The input
++++++++++

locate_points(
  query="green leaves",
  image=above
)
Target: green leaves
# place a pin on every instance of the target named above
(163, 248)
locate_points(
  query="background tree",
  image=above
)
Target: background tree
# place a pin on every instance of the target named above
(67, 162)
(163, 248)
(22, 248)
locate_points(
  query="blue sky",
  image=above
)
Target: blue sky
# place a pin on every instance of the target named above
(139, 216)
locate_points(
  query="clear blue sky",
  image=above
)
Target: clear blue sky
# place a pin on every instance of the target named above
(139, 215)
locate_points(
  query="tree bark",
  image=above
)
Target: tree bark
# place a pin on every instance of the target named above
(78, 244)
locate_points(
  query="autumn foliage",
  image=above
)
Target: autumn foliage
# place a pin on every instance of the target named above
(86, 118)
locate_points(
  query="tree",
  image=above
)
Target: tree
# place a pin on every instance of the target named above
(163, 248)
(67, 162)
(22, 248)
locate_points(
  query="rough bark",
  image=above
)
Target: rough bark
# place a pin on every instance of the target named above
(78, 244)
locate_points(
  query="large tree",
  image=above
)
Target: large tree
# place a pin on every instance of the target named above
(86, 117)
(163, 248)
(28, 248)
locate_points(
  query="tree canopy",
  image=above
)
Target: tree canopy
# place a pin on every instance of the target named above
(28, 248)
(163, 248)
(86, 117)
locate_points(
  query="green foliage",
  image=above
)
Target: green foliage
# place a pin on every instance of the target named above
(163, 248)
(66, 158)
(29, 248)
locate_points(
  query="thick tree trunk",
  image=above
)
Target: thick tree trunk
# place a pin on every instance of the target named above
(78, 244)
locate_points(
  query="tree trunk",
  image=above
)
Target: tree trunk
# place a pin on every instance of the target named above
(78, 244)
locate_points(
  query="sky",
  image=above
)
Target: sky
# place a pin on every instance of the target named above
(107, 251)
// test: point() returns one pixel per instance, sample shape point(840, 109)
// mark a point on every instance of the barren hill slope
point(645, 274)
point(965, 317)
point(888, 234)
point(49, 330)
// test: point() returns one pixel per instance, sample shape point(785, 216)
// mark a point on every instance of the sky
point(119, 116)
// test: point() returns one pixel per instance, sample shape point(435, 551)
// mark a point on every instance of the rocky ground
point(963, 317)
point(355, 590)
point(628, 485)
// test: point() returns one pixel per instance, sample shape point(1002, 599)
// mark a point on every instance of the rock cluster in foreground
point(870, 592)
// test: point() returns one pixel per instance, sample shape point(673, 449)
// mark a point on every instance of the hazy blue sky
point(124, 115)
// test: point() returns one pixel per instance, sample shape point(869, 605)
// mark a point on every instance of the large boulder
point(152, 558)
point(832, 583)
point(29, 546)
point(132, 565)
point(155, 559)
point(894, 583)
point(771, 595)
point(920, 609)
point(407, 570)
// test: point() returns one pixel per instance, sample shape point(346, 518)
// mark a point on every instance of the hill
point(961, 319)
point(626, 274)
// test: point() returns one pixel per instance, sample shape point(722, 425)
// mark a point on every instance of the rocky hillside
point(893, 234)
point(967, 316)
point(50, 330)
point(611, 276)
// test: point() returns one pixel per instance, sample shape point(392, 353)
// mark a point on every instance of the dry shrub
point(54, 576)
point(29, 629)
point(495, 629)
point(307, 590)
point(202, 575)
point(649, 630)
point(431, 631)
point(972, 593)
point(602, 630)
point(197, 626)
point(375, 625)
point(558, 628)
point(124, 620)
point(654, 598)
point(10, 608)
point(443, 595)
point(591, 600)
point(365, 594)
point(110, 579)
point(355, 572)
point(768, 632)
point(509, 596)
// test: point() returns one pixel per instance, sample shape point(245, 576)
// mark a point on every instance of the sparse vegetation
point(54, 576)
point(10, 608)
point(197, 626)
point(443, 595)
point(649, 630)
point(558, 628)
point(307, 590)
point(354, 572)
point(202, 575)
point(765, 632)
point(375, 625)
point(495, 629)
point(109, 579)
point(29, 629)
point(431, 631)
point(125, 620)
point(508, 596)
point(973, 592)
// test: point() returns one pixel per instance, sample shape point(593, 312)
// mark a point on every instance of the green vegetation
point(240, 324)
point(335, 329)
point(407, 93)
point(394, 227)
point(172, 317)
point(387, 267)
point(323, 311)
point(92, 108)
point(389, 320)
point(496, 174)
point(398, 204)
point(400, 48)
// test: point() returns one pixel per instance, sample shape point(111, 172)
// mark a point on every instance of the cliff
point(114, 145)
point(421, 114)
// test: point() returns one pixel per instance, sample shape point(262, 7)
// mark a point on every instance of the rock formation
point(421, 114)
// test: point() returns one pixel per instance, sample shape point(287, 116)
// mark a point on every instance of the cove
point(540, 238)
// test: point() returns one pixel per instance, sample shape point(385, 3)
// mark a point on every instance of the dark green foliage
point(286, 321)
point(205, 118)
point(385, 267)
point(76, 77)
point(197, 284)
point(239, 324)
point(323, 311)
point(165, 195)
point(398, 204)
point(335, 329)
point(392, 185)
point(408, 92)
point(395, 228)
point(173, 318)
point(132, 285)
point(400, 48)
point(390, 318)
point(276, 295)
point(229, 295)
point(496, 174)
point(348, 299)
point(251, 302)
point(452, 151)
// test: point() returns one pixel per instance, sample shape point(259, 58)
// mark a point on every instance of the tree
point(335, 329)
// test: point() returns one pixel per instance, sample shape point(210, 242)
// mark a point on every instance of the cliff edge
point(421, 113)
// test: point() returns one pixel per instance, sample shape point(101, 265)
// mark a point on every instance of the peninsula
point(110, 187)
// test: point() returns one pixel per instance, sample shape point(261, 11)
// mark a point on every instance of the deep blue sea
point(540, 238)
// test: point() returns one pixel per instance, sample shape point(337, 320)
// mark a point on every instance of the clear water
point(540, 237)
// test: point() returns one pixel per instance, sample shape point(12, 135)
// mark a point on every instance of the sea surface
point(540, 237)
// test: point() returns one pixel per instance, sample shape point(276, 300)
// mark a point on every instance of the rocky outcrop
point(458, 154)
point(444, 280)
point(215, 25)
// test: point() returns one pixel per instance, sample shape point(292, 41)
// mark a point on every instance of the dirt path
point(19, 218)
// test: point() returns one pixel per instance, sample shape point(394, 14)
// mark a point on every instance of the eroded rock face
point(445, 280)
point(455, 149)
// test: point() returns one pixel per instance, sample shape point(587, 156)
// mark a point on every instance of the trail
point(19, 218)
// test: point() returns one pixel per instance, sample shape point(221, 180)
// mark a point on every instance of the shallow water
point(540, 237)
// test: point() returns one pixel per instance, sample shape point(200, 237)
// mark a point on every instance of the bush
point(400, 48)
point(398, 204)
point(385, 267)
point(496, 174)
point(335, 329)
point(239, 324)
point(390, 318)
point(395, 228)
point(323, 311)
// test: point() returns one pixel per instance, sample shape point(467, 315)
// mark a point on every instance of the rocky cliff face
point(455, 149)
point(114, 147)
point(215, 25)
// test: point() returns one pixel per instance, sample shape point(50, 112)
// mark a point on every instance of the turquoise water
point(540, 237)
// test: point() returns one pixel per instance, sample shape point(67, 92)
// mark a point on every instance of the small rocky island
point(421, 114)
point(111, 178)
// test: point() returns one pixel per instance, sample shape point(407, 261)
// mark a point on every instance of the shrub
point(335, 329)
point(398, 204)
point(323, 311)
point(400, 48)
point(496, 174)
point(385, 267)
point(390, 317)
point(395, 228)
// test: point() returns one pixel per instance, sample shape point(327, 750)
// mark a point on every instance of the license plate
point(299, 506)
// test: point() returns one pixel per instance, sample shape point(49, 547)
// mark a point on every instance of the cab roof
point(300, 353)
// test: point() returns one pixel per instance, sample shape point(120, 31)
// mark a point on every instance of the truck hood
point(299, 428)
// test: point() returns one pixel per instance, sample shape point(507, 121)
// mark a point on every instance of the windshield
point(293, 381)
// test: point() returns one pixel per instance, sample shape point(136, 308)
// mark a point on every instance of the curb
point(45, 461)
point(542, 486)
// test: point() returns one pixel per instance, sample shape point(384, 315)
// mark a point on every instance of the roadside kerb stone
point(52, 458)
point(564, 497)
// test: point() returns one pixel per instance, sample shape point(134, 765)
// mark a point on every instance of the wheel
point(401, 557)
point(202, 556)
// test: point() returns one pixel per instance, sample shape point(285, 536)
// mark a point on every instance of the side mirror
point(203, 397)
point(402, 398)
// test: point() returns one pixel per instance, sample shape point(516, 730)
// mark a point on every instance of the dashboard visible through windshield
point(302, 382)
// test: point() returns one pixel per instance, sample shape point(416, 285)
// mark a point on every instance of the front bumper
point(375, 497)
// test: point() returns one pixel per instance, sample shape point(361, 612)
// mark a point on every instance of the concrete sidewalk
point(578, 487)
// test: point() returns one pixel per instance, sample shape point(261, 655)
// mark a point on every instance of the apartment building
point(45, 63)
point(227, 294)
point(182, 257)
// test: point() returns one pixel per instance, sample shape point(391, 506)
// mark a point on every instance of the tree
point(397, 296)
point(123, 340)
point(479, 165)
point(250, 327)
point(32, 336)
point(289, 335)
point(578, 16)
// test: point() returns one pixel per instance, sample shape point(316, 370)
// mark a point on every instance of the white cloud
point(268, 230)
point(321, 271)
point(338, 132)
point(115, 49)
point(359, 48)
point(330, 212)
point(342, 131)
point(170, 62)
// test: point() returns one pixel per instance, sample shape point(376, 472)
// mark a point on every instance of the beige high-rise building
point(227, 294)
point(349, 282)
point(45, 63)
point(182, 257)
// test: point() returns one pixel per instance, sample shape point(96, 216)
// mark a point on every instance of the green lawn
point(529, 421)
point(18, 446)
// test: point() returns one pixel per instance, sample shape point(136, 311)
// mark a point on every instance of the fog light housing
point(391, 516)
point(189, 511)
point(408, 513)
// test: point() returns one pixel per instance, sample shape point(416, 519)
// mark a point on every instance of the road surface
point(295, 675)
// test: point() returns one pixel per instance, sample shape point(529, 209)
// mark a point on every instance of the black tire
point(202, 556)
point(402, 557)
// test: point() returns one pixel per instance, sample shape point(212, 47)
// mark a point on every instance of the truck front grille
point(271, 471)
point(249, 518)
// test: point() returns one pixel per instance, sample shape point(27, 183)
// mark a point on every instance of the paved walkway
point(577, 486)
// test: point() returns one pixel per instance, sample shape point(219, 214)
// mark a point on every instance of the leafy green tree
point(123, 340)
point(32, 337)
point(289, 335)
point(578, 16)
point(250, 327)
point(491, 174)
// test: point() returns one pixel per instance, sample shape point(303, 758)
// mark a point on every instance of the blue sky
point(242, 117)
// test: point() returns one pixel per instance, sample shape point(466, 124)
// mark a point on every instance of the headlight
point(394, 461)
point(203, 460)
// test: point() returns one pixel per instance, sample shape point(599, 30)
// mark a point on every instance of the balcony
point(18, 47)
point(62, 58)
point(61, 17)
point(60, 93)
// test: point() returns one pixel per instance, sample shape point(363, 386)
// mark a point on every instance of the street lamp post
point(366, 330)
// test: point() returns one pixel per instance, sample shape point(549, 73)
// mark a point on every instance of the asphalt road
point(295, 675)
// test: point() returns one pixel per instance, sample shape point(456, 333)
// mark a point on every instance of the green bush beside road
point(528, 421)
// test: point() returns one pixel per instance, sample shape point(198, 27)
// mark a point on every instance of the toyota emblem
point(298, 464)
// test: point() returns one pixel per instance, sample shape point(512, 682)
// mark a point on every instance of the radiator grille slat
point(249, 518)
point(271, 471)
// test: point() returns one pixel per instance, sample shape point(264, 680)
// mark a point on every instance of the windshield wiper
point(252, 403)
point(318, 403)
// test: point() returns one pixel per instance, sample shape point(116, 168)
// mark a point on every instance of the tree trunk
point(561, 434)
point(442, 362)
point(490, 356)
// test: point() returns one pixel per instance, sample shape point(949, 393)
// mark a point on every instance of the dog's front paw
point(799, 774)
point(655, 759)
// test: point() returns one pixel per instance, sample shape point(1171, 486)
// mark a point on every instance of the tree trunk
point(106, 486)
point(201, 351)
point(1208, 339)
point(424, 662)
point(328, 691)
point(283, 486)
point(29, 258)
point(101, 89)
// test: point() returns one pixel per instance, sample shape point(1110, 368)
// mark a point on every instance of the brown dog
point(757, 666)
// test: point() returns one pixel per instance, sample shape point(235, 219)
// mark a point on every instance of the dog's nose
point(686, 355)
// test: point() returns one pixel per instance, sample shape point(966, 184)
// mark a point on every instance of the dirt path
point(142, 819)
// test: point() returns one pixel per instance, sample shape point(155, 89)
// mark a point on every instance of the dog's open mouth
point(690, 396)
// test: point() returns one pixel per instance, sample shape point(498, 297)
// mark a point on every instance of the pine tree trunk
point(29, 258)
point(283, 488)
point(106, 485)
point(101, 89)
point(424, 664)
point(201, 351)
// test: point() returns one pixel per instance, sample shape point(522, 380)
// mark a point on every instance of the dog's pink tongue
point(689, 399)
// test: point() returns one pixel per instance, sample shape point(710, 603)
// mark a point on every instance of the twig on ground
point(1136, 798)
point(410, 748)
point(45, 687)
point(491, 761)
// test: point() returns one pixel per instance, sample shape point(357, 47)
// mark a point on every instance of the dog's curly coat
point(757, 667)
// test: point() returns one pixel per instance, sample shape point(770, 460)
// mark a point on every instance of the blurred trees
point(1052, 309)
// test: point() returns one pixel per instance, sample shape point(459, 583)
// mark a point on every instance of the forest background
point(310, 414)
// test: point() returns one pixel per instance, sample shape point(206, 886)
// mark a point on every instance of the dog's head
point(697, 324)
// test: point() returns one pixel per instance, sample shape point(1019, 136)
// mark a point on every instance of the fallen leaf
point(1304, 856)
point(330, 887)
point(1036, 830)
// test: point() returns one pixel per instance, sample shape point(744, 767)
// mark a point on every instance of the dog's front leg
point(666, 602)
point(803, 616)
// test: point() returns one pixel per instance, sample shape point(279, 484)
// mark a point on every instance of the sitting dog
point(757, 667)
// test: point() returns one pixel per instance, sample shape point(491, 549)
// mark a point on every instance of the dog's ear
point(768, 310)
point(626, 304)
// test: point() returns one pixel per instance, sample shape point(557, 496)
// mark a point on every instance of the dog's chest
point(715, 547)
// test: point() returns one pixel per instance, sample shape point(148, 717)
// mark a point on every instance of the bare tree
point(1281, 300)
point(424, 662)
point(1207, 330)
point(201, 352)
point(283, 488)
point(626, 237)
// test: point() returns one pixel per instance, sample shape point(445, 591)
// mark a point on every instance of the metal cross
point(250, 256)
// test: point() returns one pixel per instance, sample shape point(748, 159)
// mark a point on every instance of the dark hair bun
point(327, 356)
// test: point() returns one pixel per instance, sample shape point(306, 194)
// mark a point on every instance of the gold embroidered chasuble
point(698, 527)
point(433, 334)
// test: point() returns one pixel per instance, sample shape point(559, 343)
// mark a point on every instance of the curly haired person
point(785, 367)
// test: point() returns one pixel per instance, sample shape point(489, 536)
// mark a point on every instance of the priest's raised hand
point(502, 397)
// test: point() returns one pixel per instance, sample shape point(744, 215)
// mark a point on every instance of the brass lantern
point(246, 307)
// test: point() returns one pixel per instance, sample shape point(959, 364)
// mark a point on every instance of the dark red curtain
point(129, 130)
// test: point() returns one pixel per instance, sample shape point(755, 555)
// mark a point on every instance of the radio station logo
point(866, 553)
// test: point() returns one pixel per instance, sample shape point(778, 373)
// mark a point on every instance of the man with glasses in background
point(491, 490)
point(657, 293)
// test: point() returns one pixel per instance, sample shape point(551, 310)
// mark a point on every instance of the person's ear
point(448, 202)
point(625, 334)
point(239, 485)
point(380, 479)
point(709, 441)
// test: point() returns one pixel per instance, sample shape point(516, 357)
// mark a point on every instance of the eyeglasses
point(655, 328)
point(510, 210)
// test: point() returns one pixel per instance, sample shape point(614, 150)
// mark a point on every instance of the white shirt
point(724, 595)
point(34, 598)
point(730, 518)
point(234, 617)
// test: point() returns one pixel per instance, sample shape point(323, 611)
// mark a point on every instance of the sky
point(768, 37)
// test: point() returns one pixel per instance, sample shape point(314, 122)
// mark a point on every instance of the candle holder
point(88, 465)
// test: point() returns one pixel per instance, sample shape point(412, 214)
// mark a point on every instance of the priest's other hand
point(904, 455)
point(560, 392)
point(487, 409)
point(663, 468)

++++++++++

Task objective
Starting with the line in the data above that contains "shape point(489, 536)" and going on through the line that contains "point(502, 397)", give each of those lines as an item in a numbered list, leaving out any blank lines.

Response below
1. // test: point() returns one pixel per instance, sample shape point(489, 536)
2. // mark a point on every instance of the priest's raised hand
3. point(502, 397)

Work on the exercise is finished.